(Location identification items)
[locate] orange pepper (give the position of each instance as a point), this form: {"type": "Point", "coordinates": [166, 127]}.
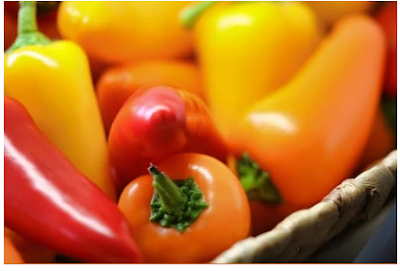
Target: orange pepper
{"type": "Point", "coordinates": [307, 137]}
{"type": "Point", "coordinates": [117, 84]}
{"type": "Point", "coordinates": [223, 219]}
{"type": "Point", "coordinates": [11, 254]}
{"type": "Point", "coordinates": [330, 12]}
{"type": "Point", "coordinates": [122, 32]}
{"type": "Point", "coordinates": [30, 251]}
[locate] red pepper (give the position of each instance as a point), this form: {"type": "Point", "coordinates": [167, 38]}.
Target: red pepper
{"type": "Point", "coordinates": [50, 202]}
{"type": "Point", "coordinates": [157, 122]}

[GIVEN PROBLEM]
Pictures are excluded; output everything else in the data verbatim.

[OUTPUT OF THE EXERCISE]
[locate] orange pepper (give the position of each instance as a point), this form: {"type": "Point", "coordinates": [166, 127]}.
Target: orange pepper
{"type": "Point", "coordinates": [307, 137]}
{"type": "Point", "coordinates": [117, 84]}
{"type": "Point", "coordinates": [223, 219]}
{"type": "Point", "coordinates": [11, 254]}
{"type": "Point", "coordinates": [330, 12]}
{"type": "Point", "coordinates": [122, 32]}
{"type": "Point", "coordinates": [30, 251]}
[locate] red pepper (give the position of each instance as a point), this form: {"type": "Point", "coordinates": [167, 38]}.
Target: red pepper
{"type": "Point", "coordinates": [50, 202]}
{"type": "Point", "coordinates": [157, 122]}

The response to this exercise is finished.